Assignment:
A complete, word-for-word restatement of the entries is needed.

Segment Start: Source material

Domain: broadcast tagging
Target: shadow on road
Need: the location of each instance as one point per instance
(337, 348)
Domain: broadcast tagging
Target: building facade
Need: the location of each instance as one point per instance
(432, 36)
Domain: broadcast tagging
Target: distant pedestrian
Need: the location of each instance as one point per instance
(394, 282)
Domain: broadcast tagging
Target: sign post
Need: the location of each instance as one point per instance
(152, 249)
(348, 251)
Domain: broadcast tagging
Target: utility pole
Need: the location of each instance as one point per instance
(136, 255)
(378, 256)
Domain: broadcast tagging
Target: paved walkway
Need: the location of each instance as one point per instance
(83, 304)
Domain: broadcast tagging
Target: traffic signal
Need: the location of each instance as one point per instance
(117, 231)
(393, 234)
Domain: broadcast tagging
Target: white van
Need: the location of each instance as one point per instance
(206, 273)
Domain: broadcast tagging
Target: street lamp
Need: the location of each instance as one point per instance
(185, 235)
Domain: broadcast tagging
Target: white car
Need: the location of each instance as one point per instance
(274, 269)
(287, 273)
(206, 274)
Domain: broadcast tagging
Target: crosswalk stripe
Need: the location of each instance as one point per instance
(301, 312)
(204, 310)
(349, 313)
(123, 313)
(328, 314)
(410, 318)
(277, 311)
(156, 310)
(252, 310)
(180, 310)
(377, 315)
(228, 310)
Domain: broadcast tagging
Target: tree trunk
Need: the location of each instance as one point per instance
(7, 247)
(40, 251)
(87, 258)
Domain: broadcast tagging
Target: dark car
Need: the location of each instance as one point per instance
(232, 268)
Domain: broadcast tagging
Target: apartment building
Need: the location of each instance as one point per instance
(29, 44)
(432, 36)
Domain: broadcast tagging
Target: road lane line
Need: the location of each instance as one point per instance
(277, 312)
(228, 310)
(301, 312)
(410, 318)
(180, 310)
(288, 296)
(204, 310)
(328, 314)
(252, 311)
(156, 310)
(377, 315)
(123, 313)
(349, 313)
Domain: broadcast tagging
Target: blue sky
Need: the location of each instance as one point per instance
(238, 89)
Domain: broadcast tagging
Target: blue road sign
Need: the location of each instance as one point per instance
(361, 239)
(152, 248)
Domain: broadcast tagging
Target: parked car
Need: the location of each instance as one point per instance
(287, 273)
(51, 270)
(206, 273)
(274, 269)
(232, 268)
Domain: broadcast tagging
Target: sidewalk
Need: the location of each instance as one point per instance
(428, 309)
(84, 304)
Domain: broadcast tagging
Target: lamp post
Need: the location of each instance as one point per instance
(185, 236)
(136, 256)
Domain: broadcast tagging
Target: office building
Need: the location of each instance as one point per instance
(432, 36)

Segment End: Source material

Response to the exercise:
Domain: broadcast tagging
Target: shadow on road
Need: the location of each instance as one point per instance
(337, 348)
Domain: broadcast tagging
Target: building facade
Need: the location of each instance as one point per instance
(432, 36)
Domain: broadcast tagging
Target: distant pedestrian
Need: the location of each instance as one point per instance
(394, 282)
Domain: broadcast tagging
Target: sign post
Need: the location of each instance as one point per instance
(152, 249)
(348, 251)
Domain: broadcast tagging
Target: utility pole
Need: the location of each instance as one point per instance
(136, 255)
(378, 256)
Domain: broadcast tagging
Target: paved walkway
Need: the location of each instance as one point per instance
(83, 304)
Domain: broadcast tagging
Target: traffic signal
Need: the location of each instance as one point per instance
(117, 231)
(393, 234)
Domain: broadcast tagging
Target: white van
Need: the location of each instance as one point per instance
(206, 273)
Domain: broadcast tagging
Target: street lamp
Need: the location of each instance as one point per instance
(185, 235)
Domain: broadcast tagging
Target: white car
Need: the location of each instance as one point per instance
(274, 269)
(287, 273)
(206, 274)
Domain: broadcast tagging
Target: crosswalk stripe
Need: the location of each instance as one point per instance
(301, 312)
(204, 310)
(349, 313)
(123, 313)
(328, 314)
(410, 318)
(277, 311)
(156, 310)
(252, 310)
(180, 310)
(377, 315)
(228, 310)
Domain: broadcast tagging
Target: tree trunk
Need: the location of each instance as one point per instance
(7, 247)
(40, 251)
(87, 258)
Domain: broadcast tagging
Target: dark car
Need: the location of each instance as one point per instance
(232, 268)
Domain: broadcast tagging
Target: apartment building
Need: the location of each instance as one point per instance
(29, 44)
(432, 36)
Domain: broadcast tagging
Target: road lane line
Need: the location of each instance as one point per instance
(277, 312)
(228, 310)
(301, 312)
(410, 318)
(180, 310)
(288, 296)
(204, 310)
(328, 314)
(252, 311)
(156, 310)
(377, 315)
(123, 313)
(349, 313)
Domain: broadcast tagging
Target: blue sky
Need: the location of each instance as one point per instance
(238, 89)
Domain: broadcast tagging
Target: blue road sign
Need: the location of each instance as one point per instance
(361, 239)
(152, 248)
Domain: broadcast tagging
Target: parked car
Need: the location of each instance as one point per instance
(287, 273)
(51, 270)
(206, 273)
(274, 269)
(232, 268)
Domain: broadcast tagging
Target: sidewalk
Need: the location of each instance as one point per instance
(428, 309)
(84, 304)
Domain: broadcast tagging
Target: lamp post
Need: the location of each instance as one point per instance
(185, 236)
(136, 256)
Domain: broadcast tagging
Target: office building
Need: the location of each instance as one point per instance
(432, 36)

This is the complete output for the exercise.